▸ **Given exercise**
Using the cluster passage below, list each reason it gives for not sending thousands of jobs to the cluster all at once.

▸ **Selected passage**
━━━━

If you have thousands and thousands of jobs to submit at once you
may not want to flood the cluster with them all at once.  Each job
submission is relatively slow (the HPC tools that the web interface
has to use are relatively slow).  The actual queue that the cluster
uses doesn't seem to like processing tens of thousands of job, and
can slow down.  And if you take up the whole cluster someone may
come and knock on your office and complain at you.  At the same
time, batching your jobs up into little bits and manually sending
them off is a pain and work better done by a computer.

An alternative is to submit a set of "workers" to the cluster, and
then submit jobs to them.  This is done with the
[`rrq`](https://github.com/mrc-ide/rrq) package, along with a
[`redis`](http://redis.io) server running on the cluster.

See the "workers" vignette for details.

# Mapping network drives

For all operating systems, if you are on the wireless network you
will need to connect to the VPN.  If you can get on a wired network
you'll likely have a better time because the VPN and wireless
network seems less stable in general.  Instructions for setting up
a VPN are
[here](https://www1.imperial.ac.uk/publichealth/departments/ide/it/remote)

━━━━

▸ **Given material**
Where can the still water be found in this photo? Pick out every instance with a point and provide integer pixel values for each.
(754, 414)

━━━━

▸ **Exercise response**
- Each job submission is fairly slow, because the HPC tools the web interface has to use are slow.
- The cluster's queue doesn't seem to handle tens of thousands of jobs well and can slow down.
- If you take up the whole cluster, someone may come to your office and complain.